WORK INSTRUCTIONS |
Each line from the start of the entries through the line that contains "trace: vineyard; an" should be output exactly, please.

[Saved data entries]
────────────────

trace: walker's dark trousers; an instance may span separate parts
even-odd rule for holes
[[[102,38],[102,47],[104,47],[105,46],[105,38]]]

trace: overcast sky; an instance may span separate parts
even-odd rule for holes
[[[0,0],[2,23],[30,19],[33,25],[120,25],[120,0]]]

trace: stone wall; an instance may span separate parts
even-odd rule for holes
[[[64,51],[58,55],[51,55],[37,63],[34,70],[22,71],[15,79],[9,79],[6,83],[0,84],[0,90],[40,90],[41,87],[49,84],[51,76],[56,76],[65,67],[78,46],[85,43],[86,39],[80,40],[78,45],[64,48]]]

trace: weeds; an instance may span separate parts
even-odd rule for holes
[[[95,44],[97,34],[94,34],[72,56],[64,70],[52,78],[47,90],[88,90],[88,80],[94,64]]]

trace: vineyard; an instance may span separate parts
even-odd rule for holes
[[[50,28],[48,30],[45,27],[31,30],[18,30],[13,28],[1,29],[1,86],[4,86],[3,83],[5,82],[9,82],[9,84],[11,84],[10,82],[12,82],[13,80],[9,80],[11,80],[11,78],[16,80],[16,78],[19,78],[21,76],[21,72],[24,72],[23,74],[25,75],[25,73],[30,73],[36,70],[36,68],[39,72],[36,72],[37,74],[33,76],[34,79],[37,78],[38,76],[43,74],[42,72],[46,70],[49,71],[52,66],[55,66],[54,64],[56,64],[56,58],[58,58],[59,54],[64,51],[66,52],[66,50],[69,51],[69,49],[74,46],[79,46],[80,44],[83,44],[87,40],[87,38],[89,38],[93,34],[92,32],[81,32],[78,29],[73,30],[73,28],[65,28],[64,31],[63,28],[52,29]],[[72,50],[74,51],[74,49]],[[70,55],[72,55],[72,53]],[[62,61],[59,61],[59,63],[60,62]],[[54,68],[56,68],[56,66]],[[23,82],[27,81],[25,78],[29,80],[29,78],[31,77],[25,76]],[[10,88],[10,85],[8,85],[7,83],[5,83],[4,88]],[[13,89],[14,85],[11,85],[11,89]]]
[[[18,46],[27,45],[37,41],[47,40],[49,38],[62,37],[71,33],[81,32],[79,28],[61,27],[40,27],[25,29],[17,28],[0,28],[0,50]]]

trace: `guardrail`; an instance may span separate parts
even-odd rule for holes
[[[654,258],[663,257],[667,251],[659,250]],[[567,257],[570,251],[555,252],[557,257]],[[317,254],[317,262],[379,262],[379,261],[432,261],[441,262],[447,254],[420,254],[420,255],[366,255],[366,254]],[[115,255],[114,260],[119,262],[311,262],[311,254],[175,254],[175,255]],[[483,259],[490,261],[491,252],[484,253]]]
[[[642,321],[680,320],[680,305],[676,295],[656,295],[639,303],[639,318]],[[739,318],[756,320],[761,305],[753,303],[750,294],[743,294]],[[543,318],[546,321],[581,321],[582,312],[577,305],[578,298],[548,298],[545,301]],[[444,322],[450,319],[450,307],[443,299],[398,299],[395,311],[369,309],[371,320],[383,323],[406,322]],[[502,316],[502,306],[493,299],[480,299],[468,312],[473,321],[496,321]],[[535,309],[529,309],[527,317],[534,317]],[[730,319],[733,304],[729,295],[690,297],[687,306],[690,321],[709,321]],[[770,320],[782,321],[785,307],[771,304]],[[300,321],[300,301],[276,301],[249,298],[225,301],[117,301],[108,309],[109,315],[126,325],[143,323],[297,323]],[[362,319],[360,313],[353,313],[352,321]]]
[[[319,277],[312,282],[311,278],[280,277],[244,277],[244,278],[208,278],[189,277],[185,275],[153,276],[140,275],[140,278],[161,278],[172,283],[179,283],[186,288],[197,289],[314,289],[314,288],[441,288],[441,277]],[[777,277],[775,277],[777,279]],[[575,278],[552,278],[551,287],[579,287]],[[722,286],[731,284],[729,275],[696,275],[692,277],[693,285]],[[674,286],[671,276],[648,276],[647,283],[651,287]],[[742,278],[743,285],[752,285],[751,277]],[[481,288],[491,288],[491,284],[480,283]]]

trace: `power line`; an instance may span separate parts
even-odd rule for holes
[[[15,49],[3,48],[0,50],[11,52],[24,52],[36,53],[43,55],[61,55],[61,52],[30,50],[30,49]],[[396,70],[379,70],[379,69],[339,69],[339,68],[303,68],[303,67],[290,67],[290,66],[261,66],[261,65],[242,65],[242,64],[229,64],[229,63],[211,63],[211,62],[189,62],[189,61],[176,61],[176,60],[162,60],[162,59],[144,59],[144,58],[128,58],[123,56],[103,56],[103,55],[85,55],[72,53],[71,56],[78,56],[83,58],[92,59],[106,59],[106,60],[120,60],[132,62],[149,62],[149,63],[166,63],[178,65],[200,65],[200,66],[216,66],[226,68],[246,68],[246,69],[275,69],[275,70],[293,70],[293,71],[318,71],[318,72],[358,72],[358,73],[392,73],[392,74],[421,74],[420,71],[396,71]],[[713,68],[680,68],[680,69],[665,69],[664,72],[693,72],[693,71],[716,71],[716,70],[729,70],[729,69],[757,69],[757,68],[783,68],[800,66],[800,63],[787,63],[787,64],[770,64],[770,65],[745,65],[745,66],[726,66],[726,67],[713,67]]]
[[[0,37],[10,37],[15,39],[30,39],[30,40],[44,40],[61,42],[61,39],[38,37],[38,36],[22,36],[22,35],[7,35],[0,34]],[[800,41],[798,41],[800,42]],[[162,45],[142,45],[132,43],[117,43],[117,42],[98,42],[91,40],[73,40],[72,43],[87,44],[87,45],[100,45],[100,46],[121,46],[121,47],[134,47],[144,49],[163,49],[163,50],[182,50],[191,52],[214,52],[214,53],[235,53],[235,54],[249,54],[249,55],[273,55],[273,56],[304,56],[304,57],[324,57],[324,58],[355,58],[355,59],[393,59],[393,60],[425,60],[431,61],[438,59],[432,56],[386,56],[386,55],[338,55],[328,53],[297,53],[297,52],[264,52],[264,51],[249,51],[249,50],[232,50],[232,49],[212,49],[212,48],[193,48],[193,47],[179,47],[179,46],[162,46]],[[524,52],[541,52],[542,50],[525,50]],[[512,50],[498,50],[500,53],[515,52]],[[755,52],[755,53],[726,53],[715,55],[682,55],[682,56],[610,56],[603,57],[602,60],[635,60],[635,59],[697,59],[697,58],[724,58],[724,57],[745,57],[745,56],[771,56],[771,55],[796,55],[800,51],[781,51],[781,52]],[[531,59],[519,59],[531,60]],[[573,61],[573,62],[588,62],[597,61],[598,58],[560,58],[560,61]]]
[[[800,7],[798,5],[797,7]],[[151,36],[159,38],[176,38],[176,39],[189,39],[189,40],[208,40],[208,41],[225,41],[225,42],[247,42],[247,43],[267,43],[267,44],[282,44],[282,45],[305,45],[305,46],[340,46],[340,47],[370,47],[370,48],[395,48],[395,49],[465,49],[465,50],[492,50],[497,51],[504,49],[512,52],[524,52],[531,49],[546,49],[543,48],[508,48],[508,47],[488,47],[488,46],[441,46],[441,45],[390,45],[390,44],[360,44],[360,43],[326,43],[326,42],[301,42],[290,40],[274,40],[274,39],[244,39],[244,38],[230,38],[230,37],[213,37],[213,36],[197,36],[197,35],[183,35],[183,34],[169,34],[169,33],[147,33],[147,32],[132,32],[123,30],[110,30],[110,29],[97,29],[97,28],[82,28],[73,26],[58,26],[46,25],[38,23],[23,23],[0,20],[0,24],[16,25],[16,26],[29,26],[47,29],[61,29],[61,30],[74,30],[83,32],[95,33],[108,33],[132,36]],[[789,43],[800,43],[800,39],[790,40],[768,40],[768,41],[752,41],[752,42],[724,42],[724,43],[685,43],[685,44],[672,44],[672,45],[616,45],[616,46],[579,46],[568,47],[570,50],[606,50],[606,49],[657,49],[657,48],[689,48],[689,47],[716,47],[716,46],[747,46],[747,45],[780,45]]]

────────────────

ANSWER FOR THE TASK |
trace: walker's dark trousers; an instance may span separate parts
even-odd rule for holes
[[[102,38],[102,47],[104,47],[105,46],[105,38]]]

trace: overcast sky; an instance may span separate parts
even-odd rule for holes
[[[0,0],[2,23],[30,19],[33,25],[120,25],[120,0]]]

trace: stone wall; an instance may span separate parts
even-odd rule for holes
[[[64,51],[58,55],[51,55],[37,63],[34,70],[22,71],[15,79],[9,79],[6,83],[0,84],[0,90],[40,90],[41,87],[49,84],[51,76],[56,76],[65,67],[78,46],[85,43],[86,39],[80,40],[78,45],[64,48]]]

trace: weeds; an instance may span separate parts
even-odd rule for holes
[[[95,44],[97,34],[94,34],[72,56],[64,70],[52,78],[47,90],[88,90],[88,80],[94,64]]]

trace: vineyard; an instance may span separate parts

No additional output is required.